» **Short problem**: Echo the passage on peat and plant substrates from "Christmas time is" up to and including "effective man-made substrate.", word for word.

» **Source text**:
++++

Christmas time is not far away and every year millions of Christmas star plants-Poinsettia)-will be sold to customers. If you have green fingers you can keep the plants growing beautifully for maybe a year, especially if they are growing in an effective man-made substrate.
Today the most important component of substrates used in plant production is white peat. Globally, 35 million square metres of this limited natural resource are used each year. None of the numerous other substances on the market can compete with white peat due to its superior physical and chemical properties. Unfortunately, natural peat accumulation is a very long process and, therefore, the sources of this raw material are finite and are becoming scarce.

++++

» **Stored data**:
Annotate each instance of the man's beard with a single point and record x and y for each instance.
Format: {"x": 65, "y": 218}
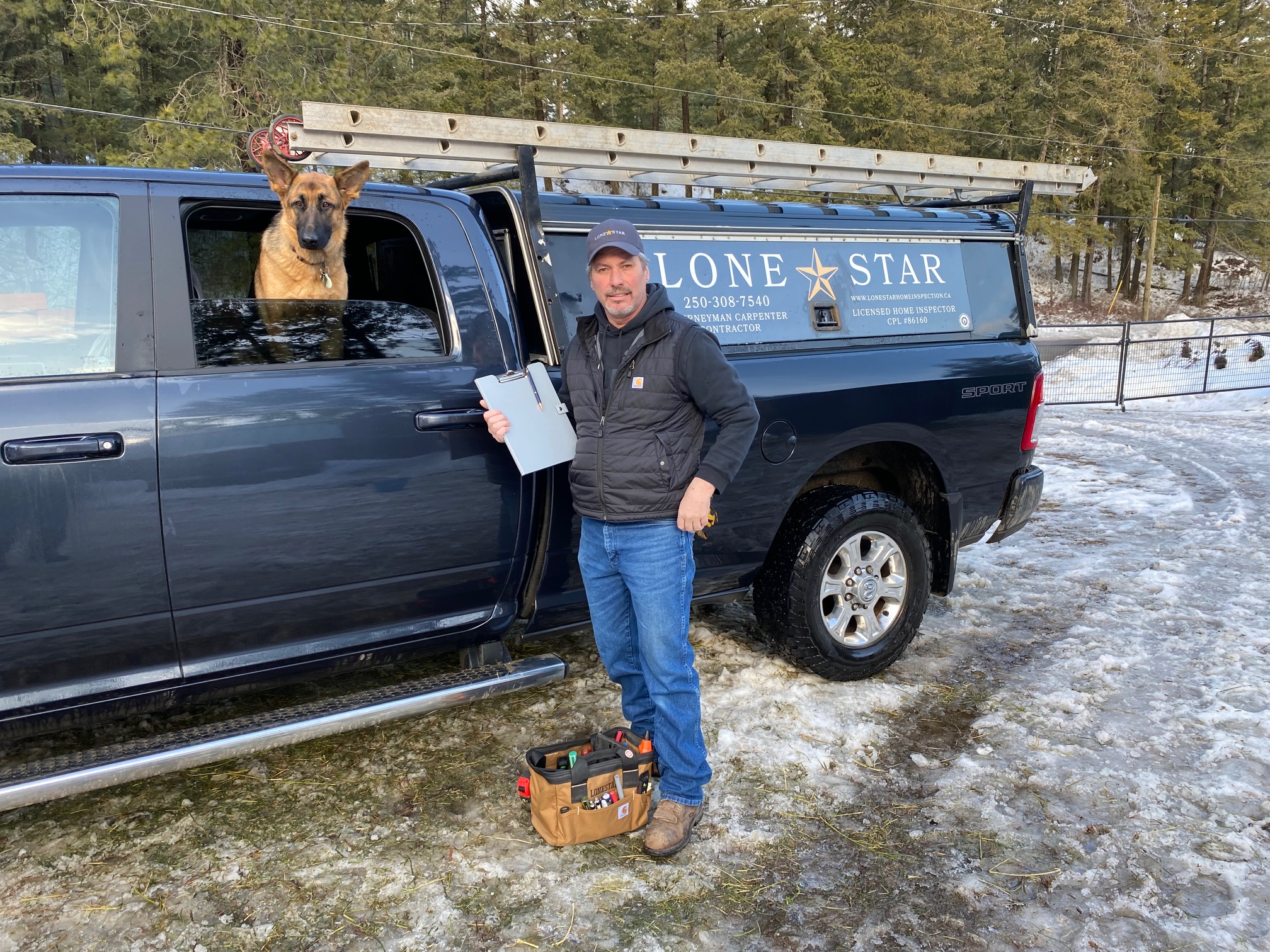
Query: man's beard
{"x": 624, "y": 312}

++++

» **Answer to the problem**:
Christmas time is not far away and every year millions of Christmas star plants-Poinsettia)-will be sold to customers. If you have green fingers you can keep the plants growing beautifully for maybe a year, especially if they are growing in an effective man-made substrate.